[Supplied material]
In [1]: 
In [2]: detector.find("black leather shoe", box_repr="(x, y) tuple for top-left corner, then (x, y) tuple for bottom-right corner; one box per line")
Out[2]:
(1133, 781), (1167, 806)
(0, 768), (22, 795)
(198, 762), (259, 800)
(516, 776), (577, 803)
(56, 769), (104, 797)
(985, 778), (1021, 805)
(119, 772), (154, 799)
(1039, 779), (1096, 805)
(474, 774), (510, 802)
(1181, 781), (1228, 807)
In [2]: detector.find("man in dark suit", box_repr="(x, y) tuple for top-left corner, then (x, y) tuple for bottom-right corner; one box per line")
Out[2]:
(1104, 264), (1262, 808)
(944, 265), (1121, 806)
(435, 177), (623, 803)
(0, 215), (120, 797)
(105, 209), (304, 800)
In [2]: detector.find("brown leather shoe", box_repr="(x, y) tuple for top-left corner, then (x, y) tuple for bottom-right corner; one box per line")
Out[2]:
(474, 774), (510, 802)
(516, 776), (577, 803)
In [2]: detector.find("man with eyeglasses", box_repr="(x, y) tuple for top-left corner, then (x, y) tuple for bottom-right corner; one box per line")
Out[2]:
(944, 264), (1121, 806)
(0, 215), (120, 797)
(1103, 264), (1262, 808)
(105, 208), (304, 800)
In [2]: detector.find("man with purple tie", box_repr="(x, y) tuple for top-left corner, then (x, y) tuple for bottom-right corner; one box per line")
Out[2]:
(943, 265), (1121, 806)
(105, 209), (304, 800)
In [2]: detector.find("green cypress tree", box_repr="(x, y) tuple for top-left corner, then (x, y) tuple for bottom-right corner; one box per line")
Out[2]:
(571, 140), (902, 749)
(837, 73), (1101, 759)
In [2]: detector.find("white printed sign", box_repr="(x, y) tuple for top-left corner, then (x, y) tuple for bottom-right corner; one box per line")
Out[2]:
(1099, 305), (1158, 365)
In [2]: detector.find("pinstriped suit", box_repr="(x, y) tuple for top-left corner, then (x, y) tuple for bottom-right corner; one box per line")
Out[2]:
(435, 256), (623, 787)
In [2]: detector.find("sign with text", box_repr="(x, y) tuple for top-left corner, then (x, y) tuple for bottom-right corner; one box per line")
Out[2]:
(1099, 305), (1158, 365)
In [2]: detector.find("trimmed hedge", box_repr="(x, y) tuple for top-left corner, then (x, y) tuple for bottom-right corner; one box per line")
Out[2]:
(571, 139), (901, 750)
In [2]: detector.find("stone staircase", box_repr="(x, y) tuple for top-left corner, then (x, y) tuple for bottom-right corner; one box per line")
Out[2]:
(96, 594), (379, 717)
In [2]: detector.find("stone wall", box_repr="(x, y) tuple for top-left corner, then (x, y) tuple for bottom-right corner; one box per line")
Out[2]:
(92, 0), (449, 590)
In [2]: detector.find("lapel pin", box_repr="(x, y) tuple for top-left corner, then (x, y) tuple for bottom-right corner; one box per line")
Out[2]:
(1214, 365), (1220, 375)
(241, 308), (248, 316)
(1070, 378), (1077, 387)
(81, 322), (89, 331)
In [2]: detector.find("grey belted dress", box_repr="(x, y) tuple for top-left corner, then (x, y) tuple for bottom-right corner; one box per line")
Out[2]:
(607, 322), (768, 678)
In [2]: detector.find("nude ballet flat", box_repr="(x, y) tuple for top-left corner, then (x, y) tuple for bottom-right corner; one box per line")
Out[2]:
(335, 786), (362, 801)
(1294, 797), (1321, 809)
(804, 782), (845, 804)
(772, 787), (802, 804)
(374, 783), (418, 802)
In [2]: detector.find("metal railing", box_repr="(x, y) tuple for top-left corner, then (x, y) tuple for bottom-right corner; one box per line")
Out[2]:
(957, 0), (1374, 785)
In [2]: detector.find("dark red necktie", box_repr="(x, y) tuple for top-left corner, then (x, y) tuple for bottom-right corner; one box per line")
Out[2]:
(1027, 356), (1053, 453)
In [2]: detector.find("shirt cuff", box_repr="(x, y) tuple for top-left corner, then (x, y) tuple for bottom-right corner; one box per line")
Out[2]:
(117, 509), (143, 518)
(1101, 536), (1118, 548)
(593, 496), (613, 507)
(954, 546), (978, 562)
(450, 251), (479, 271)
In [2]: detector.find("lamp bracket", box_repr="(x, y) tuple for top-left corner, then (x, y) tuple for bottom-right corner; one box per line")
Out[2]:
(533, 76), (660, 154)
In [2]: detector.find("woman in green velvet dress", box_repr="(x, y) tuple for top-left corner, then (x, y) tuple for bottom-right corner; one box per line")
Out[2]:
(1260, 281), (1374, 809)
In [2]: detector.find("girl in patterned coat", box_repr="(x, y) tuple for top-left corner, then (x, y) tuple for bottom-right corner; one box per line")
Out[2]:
[/Supplied material]
→ Exercise details
Copy all the lines above that hold the string "shoe".

→ Expected answer
In [2]: detector.find("black leather shoe", box_repr="(x, y) tuple for top-left corner, then (x, y) tuple for bottom-right corner; one box per line")
In [2]: detector.find("brown leather shoe", box_repr="(x, y) tuple for top-left corner, then (x, y) tuple for bottom-right corner; one box per line")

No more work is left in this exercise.